## Extracted entries
** START **

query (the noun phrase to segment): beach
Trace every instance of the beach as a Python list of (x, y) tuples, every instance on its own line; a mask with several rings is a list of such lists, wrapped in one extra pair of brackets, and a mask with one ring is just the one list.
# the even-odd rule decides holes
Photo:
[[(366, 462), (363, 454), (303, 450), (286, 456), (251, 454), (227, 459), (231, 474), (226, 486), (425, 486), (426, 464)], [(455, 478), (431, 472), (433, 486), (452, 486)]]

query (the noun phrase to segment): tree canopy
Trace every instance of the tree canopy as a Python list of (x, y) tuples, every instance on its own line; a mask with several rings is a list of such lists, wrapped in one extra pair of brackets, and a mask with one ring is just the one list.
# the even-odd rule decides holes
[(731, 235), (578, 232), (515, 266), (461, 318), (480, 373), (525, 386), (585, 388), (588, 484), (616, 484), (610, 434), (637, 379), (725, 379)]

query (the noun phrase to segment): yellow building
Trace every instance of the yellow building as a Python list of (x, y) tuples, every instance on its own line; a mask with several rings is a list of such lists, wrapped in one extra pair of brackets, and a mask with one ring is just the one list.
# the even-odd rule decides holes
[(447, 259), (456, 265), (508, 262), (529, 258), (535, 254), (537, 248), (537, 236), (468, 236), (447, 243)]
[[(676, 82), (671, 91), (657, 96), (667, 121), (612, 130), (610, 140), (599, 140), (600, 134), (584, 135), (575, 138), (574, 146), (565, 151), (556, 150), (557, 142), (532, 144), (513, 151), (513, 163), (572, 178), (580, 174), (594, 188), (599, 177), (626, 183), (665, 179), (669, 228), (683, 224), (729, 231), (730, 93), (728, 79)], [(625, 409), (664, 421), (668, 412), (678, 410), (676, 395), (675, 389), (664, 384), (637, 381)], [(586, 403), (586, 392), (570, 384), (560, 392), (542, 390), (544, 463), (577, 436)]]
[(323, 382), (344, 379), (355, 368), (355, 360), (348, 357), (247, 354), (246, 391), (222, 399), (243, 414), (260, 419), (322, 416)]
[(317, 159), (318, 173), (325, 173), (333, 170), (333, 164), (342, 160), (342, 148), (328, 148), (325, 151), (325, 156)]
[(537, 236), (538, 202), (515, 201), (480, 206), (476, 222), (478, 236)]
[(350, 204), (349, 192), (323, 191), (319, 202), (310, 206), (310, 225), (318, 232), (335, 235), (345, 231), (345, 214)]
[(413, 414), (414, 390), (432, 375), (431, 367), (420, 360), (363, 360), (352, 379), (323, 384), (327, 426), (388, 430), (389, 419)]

** END **

## Objective
Copy the listing above line for line, with no changes.

## Result for this task
query (the noun phrase to segment): beach
Trace every instance of the beach as a Python list of (x, y) tuples, every instance on its own line; a mask with several rings is a list of such lists, wrapped in one extra pair of brackets, and a mask with one ring is just the one list.
# the even-odd rule decides holes
Photo:
[[(366, 462), (363, 454), (303, 450), (286, 456), (251, 454), (227, 459), (231, 474), (226, 486), (425, 486), (426, 464)], [(455, 478), (431, 472), (433, 486), (452, 486)]]

query (the noun phrase to segment): tree canopy
Trace every instance of the tree canopy as a Python list of (x, y) tuples, every instance on its own line; a mask with several rings is a list of such lists, wrapped in one extra pair of brackets, and a mask with one ring is just the one list.
# the even-odd rule decides holes
[(731, 235), (578, 232), (515, 266), (461, 318), (480, 373), (525, 386), (585, 388), (588, 484), (616, 484), (610, 434), (637, 379), (725, 379)]

query (the noun phrase to segment): yellow building
Trace every instance of the yellow building as a Python list of (x, y) tuples, every instance on its own line; a mask with several rings is a list of such lists, wrapped in one extra pair of brackets, and a mask with one ring is just the one list.
# the even-odd rule decides holes
[(447, 259), (456, 265), (508, 262), (529, 258), (535, 254), (537, 248), (537, 236), (468, 236), (447, 243)]
[[(676, 82), (671, 91), (657, 96), (667, 121), (612, 130), (610, 140), (599, 140), (600, 134), (584, 135), (575, 138), (574, 146), (565, 151), (556, 150), (557, 142), (532, 144), (513, 151), (513, 163), (572, 178), (580, 174), (594, 188), (599, 177), (626, 183), (665, 179), (669, 228), (683, 224), (729, 231), (730, 93), (728, 79)], [(625, 409), (664, 421), (668, 412), (678, 410), (676, 395), (675, 389), (664, 384), (637, 381)], [(586, 403), (586, 392), (570, 384), (560, 392), (542, 390), (544, 463), (577, 436)]]
[(323, 382), (344, 379), (355, 368), (355, 360), (348, 357), (247, 354), (246, 391), (222, 399), (243, 414), (260, 419), (322, 416)]
[(317, 159), (318, 173), (325, 173), (333, 170), (333, 164), (342, 160), (342, 148), (328, 148), (325, 151), (325, 156)]
[(537, 236), (538, 202), (515, 201), (480, 206), (476, 222), (478, 236)]
[(350, 204), (349, 192), (323, 191), (319, 202), (310, 206), (310, 225), (318, 232), (335, 235), (345, 231), (345, 214)]
[(413, 414), (414, 390), (432, 375), (431, 367), (420, 360), (363, 360), (352, 379), (323, 384), (327, 426), (388, 430), (389, 419)]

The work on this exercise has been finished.